(Extracted records)
------------
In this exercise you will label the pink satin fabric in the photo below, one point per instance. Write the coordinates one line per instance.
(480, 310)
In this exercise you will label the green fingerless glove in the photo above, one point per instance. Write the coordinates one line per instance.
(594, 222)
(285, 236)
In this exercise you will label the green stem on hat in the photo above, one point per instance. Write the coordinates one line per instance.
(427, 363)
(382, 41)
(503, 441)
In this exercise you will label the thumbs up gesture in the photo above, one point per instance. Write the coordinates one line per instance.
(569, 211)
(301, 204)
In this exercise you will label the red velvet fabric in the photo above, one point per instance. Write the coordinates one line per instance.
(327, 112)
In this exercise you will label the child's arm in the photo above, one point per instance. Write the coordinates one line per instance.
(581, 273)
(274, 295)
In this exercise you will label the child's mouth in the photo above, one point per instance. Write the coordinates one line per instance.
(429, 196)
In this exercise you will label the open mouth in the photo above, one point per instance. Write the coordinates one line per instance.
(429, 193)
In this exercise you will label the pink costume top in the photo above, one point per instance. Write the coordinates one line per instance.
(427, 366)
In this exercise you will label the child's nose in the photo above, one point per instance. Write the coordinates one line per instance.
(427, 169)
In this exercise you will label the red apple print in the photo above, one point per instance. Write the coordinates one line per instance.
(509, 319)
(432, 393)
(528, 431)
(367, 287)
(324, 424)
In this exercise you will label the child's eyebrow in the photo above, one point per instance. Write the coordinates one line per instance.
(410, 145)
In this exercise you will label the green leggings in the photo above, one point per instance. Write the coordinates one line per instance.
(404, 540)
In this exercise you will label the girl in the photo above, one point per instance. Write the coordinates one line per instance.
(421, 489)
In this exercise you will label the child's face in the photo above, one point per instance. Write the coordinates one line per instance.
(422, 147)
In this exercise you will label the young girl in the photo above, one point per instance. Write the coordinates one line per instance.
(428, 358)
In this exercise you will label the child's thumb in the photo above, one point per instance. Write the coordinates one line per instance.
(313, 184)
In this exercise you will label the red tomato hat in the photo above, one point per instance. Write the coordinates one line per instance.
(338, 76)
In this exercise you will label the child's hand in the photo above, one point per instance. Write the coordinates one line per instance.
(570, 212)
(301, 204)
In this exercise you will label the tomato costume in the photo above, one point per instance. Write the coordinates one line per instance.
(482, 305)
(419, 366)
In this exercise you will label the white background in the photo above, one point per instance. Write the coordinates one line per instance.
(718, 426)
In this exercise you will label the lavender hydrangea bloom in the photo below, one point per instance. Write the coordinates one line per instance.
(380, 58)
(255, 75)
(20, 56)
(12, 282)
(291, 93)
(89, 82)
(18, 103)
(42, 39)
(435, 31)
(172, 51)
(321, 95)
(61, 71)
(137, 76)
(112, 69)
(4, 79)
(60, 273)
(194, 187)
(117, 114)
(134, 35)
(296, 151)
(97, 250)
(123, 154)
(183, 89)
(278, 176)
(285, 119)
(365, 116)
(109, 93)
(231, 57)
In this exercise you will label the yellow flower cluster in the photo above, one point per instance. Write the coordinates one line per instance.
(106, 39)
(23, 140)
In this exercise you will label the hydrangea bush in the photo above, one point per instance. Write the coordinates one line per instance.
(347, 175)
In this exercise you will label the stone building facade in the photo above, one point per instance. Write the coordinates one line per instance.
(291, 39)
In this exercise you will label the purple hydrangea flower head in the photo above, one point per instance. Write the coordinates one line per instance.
------------
Written request: Can you extract every line of the entries above and reproduce each one word for word?

The reply:
In this exercise you will label the pink satin fabric in the photo below, one point per instance. Write the coordinates one line per instance.
(480, 310)
In this exercise you will label the green fingerless glove in the photo above, one point per instance. Write the coordinates one line per instance.
(594, 222)
(285, 236)
In this exercise you will label the green stem on hat in the photo above, one point per instance. Write the coordinates one line per instance.
(427, 363)
(382, 41)
(503, 441)
In this exercise you will label the thumbs up gesture in the photo above, one point per instance. Write the coordinates one line per instance.
(569, 211)
(301, 204)
In this exercise you will label the red velvet fabric in the photo above, one point per instance. Write the coordinates one line per instance.
(327, 112)
In this exercise you will label the child's arm in the photo above, one point per instance. Write the coordinates one line per instance.
(581, 273)
(274, 295)
In this exercise you will label the child's mouth in the photo above, one point per instance. Write the coordinates one line per instance.
(429, 196)
In this exercise you will label the open mouth in the photo above, one point per instance. Write the coordinates one line per instance.
(429, 193)
In this exercise you will label the pink costume top in the photo above, one point per instance. Write the coordinates one line per instance.
(427, 366)
In this exercise you will label the child's nose in the photo above, one point per instance. Write the coordinates one line per instance.
(427, 169)
In this exercise you will label the red apple print in the photo above, one point per instance. Write the coordinates one line per instance.
(509, 319)
(432, 393)
(528, 431)
(367, 287)
(324, 424)
In this exercise you will label the child's eyebrow in the photo above, one point per instance. Write the coordinates one line per instance.
(410, 145)
In this exercise you will label the green leggings in the photo above, one point per instance. Write the coordinates one line per instance.
(404, 540)
In this exercise you will label the girl in the photo above, one point per instance. Write the coordinates one line per instance.
(421, 489)
In this exercise you will label the child's face in the photo above, one point per instance. Write the coordinates one line per instance.
(422, 147)
In this exercise you will label the young girl in the photo above, one point per instance. Write the coordinates one line per instance.
(428, 358)
In this exercise you will label the child's thumb in the photo above, one point per instance. Write the coordinates one line per instance.
(313, 184)
In this exercise you will label the red tomato hat in the photo above, one point per instance. Write the coordinates one line per instance.
(338, 76)
In this exercise you will label the child's hand in the photo above, one point per instance. Write the coordinates one line per instance.
(570, 212)
(301, 204)
In this exercise you will label the tomato costume in the photo above, one point per instance. Write the coordinates one line per instance.
(482, 305)
(419, 366)
In this exercise you will label the white background in the photo above, one point per instance. Write the coordinates one line per instance.
(718, 426)
In this exercise you will label the lavender hydrangea bloom in the photo below, one point per instance. Write the coordinates one line per instance.
(380, 58)
(255, 75)
(20, 56)
(12, 282)
(291, 93)
(89, 82)
(18, 103)
(42, 39)
(435, 31)
(172, 51)
(321, 95)
(61, 71)
(137, 76)
(112, 69)
(4, 79)
(60, 273)
(194, 187)
(117, 114)
(134, 35)
(296, 151)
(97, 250)
(123, 154)
(183, 89)
(278, 176)
(285, 119)
(365, 116)
(109, 93)
(231, 57)
In this exercise you will label the yellow flower cluster in the photo above, one point per instance. Write the coordinates one line per instance.
(106, 39)
(23, 140)
In this exercise you will label the hydrangea bush in the photo above, one point per instance. Write the coordinates one line per instance.
(347, 175)
In this exercise you will label the stone building facade in the photo above, one point per instance. Write the coordinates one line per instance.
(291, 39)
In this exercise you will label the purple hydrangea flower head in the photo above, one point per instance. Write the coordinates one line per instance.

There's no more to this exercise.